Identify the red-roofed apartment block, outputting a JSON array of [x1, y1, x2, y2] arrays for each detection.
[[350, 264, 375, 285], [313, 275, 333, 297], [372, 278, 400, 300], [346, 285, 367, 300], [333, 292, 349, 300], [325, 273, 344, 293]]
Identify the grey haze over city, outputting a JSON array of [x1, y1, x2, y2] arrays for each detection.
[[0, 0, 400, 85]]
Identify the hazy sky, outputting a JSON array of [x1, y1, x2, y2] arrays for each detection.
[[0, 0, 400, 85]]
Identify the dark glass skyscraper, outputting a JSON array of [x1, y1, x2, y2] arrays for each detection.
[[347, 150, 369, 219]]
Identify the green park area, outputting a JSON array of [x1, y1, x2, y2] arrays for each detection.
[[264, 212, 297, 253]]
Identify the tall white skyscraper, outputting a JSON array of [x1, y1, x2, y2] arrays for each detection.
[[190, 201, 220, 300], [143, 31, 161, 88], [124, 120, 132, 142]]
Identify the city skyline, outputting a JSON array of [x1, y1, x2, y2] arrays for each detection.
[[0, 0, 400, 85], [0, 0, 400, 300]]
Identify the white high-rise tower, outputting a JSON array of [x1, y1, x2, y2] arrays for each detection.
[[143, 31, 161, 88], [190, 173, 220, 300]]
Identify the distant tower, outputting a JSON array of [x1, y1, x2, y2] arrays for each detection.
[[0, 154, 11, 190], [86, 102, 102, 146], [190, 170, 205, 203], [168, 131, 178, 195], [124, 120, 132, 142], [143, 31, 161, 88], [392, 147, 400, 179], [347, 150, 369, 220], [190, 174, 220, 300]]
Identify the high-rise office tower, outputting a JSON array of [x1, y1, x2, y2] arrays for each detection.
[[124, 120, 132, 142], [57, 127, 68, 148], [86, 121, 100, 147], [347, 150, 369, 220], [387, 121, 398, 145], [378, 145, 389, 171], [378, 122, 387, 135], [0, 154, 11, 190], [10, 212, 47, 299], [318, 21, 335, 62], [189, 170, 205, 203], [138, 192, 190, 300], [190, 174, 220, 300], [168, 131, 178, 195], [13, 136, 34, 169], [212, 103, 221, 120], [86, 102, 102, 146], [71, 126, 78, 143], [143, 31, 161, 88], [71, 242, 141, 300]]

++++++++++

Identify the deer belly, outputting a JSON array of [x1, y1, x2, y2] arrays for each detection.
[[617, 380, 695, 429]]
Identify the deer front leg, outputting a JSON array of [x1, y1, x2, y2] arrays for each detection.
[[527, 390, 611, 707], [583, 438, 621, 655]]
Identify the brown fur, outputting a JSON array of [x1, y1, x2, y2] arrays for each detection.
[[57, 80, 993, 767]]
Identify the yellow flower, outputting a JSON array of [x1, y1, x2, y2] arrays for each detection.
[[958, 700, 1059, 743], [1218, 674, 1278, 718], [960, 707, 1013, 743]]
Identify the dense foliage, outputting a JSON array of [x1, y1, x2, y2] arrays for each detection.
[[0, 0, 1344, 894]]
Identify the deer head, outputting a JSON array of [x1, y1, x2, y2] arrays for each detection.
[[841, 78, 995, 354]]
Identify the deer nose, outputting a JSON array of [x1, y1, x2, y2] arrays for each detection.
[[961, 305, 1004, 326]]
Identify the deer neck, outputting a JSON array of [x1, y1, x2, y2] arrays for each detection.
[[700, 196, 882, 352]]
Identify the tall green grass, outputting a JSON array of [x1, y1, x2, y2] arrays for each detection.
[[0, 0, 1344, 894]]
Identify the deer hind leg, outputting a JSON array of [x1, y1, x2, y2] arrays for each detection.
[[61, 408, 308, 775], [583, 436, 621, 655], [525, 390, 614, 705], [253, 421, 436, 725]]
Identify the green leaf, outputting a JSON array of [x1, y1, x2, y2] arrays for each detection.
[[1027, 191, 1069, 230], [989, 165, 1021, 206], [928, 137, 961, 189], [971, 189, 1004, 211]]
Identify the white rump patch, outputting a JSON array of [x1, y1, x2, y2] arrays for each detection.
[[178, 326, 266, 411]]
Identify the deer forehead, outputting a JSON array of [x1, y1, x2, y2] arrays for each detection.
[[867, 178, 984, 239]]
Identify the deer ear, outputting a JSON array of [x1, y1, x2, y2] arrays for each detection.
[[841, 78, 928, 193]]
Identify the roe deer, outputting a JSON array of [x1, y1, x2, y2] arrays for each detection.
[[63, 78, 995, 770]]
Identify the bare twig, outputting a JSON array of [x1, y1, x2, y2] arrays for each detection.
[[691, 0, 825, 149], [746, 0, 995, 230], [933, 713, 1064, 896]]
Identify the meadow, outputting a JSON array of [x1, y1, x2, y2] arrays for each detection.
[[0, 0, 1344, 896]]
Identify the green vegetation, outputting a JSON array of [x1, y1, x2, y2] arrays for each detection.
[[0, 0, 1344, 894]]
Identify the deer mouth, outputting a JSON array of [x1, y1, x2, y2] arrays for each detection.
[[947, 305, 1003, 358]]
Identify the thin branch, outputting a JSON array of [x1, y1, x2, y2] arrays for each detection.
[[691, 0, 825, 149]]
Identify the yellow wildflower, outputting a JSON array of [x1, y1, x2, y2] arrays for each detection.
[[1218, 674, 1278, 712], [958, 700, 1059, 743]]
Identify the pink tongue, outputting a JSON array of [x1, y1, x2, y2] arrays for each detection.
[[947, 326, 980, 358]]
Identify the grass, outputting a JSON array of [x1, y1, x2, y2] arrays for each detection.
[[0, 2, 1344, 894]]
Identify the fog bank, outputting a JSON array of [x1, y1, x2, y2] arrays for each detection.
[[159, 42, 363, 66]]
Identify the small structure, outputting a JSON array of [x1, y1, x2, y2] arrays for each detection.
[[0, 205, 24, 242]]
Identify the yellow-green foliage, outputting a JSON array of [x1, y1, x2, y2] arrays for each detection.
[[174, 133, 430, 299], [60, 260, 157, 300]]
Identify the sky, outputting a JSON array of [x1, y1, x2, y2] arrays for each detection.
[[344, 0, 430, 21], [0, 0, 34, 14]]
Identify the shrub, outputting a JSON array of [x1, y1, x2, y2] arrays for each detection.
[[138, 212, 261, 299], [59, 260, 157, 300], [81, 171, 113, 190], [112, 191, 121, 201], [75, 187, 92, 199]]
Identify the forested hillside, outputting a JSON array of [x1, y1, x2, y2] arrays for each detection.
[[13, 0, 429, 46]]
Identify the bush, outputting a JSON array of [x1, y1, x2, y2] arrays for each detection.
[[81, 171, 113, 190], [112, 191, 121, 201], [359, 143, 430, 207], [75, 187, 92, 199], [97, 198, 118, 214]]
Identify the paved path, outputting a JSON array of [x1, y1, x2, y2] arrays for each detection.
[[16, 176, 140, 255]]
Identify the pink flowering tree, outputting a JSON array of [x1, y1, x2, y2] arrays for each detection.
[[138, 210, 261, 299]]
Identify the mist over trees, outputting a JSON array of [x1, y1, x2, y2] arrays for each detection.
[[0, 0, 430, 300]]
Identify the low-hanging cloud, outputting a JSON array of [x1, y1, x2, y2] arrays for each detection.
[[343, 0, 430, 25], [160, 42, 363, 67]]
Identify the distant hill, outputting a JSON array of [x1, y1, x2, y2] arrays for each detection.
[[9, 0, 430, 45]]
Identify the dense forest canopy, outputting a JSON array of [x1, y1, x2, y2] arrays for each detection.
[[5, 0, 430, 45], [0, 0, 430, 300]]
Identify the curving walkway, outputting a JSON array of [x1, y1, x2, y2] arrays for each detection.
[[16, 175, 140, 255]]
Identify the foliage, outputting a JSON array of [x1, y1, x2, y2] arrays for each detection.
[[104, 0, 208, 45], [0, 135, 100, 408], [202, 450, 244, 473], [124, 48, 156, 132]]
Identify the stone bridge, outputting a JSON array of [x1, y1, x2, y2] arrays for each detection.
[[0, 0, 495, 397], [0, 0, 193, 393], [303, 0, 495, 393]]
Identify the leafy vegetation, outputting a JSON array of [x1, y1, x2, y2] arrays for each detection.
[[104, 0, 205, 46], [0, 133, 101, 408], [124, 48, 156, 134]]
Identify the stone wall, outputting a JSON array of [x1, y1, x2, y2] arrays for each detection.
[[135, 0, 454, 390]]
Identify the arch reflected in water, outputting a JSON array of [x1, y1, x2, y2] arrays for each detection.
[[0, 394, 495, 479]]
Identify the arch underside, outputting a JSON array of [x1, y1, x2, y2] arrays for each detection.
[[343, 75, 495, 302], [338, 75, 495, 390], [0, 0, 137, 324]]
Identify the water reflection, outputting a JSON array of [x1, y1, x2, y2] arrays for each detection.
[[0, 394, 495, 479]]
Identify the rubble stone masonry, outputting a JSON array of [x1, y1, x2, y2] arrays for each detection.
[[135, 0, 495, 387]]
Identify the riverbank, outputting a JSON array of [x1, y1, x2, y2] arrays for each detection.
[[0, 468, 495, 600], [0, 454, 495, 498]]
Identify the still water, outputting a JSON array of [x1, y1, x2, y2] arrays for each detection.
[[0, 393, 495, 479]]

++++++++++

Rewrite the section that opens with the line containing "Identify the grass, outputting" and closes with the line containing "[[0, 205, 24, 242]]", replacing "Identify" with "Locate" and leaving everything else unchanged.

EXPECTED ANSWER »
Locate the grass, outputting a JSON array of [x1, y1, x2, y2] arrays for each detection.
[[0, 2, 1344, 894]]
Locate the fog bank, outputting a JSON array of [x1, y1, x2, y2] arrays for each detection.
[[159, 42, 363, 66]]
Locate the small structure, outputting a JSON array of [x1, y1, x2, y2] arrays for each detection.
[[0, 205, 24, 242]]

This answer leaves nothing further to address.